• [Region annotation entries]:
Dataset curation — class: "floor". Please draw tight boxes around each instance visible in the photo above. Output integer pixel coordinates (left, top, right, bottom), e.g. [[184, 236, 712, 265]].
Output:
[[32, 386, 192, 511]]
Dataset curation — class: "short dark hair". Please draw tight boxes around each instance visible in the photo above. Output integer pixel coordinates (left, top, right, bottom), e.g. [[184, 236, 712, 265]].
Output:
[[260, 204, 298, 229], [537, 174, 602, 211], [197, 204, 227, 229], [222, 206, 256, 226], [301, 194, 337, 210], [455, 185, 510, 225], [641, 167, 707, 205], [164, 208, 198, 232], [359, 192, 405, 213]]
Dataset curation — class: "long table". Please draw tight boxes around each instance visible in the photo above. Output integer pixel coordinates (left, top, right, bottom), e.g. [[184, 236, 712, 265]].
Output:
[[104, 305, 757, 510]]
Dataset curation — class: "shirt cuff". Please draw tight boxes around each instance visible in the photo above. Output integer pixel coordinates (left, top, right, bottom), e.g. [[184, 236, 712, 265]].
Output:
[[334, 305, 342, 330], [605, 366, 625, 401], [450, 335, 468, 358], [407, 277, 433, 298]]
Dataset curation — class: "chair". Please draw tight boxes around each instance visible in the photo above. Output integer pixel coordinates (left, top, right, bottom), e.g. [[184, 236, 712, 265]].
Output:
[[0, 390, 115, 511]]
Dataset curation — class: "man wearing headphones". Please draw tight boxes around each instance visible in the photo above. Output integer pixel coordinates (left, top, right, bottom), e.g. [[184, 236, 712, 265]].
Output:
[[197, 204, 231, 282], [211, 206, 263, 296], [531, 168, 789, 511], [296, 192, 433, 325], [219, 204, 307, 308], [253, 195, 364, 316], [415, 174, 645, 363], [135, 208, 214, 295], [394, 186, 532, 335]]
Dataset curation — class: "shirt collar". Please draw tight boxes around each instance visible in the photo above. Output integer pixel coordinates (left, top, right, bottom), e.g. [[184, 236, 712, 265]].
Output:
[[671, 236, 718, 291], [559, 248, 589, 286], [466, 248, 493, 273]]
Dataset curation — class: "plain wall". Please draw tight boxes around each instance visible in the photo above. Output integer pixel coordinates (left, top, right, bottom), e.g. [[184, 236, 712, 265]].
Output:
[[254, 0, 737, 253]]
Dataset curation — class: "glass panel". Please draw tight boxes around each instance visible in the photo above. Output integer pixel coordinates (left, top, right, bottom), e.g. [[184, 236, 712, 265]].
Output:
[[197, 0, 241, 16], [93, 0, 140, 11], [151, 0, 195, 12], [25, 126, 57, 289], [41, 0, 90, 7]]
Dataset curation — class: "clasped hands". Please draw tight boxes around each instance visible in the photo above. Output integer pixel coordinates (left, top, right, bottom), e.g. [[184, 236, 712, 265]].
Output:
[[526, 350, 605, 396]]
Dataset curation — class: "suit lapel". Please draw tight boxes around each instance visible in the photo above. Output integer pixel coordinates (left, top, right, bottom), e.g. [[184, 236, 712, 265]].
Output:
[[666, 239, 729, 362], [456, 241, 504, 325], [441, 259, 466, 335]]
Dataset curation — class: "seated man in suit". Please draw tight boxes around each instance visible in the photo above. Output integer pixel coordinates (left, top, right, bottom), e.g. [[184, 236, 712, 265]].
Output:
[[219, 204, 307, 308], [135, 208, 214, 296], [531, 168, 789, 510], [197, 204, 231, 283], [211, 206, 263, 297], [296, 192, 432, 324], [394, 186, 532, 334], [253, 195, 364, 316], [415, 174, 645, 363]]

• [Instruction]: Please arrange every line of the listing above as a JSON list of strings, with one string per line and blank lines left out.

• [Solution to this exercise]:
[
  "Dataset curation — class: \"floor\". Please draw tight boxes around each instance visible in the photo above. Output integer pixel coordinates (left, top, right, bottom), e.g. [[184, 236, 712, 265]].",
  "Output:",
  "[[32, 386, 192, 511]]",
  "Dataset curation — class: \"short dark hair\". Please draw tight boxes around each instance visible in the photo above. Output integer pixel coordinates (left, top, right, bottom), e.g. [[184, 236, 712, 265]].",
  "Output:",
  "[[260, 204, 298, 229], [537, 174, 602, 211], [197, 204, 227, 229], [222, 206, 256, 226], [301, 194, 337, 210], [455, 185, 510, 225], [641, 167, 707, 205], [164, 208, 198, 232], [359, 192, 405, 213]]",
  "Dataset curation — class: \"long table\". Please draw tight boxes around each instance visible in the photo above. Output integer pixel coordinates (left, top, right, bottom), e.g. [[184, 236, 712, 265]].",
  "Output:",
  "[[104, 305, 757, 510]]",
  "Dataset curation — class: \"shirt cuff\". Please draw tight boxes around each instance visible in the photo above. Output integer pixel coordinates (left, top, right, bottom), e.g. [[184, 236, 712, 265]].",
  "Output:",
  "[[334, 305, 342, 330], [605, 366, 625, 401], [450, 335, 468, 358], [407, 277, 433, 298]]",
  "Dataset curation — class: \"chair\". Please draw tight boxes around each instance visible in the photo above. Output integer pixel coordinates (left, top, right, bottom), e.g. [[184, 236, 712, 265]].",
  "Output:",
  "[[0, 390, 115, 511]]",
  "Dataset curation — class: \"man wearing headphones\". Please draw tight boxes around each instance visible in the photo above. Output integer pixel coordinates (left, top, right, bottom), e.g. [[184, 236, 712, 265]].",
  "Output:",
  "[[197, 204, 231, 282], [211, 206, 263, 296], [531, 168, 789, 511], [296, 192, 433, 325], [219, 204, 307, 308], [253, 195, 364, 316], [415, 174, 645, 363], [135, 208, 214, 295], [394, 186, 532, 335]]",
  "Dataset curation — class: \"shirt collar\". Please draw tight boxes around each instance visible in the photo above. Output integer pixel coordinates (left, top, right, bottom), e.g. [[184, 236, 712, 265]].",
  "Output:",
  "[[671, 236, 718, 291], [559, 248, 589, 286], [466, 248, 493, 273]]",
  "Dataset curation — class: \"plain wall\". Please draw tight boxes around each instance visible in the photo above. Output integer pixel coordinates (left, top, right, bottom), e.g. [[184, 236, 712, 265]].",
  "Output:",
  "[[254, 0, 737, 253]]",
  "Dataset curation — class: \"glass panel\". Please draw tight boxes around each instance visible in the photo above. Output integer pixel coordinates (left, top, right, bottom), e.g. [[184, 236, 712, 265]].",
  "Output:",
  "[[197, 0, 241, 16], [93, 0, 140, 11], [151, 0, 195, 12], [25, 126, 57, 289], [41, 0, 90, 7]]",
  "Dataset curation — class: \"clasped hands\". Please draw tight boxes around each instance visible in the photo above. Output integer pixel coordinates (left, top, right, bottom), e.g. [[184, 236, 712, 265]].",
  "Output:",
  "[[526, 350, 605, 396]]",
  "Dataset curation — class: \"suit lapel\". Please draw tight boxes around each instance visible in the photo above. Output integer pixel coordinates (left, top, right, bottom), e.g. [[184, 236, 712, 265]].",
  "Output:",
  "[[666, 239, 729, 362], [456, 241, 504, 325], [441, 259, 466, 335]]",
  "Dataset curation — class: \"seated man in suit\". Please draw tight boxes around each instance visible in the photo above. Output integer pixel coordinates (left, top, right, bottom), e.g. [[184, 236, 712, 265]].",
  "Output:",
  "[[219, 204, 307, 308], [135, 208, 214, 296], [531, 168, 789, 510], [197, 204, 231, 283], [211, 206, 263, 297], [296, 192, 432, 324], [394, 186, 532, 334], [253, 195, 364, 316], [415, 174, 645, 363]]"
]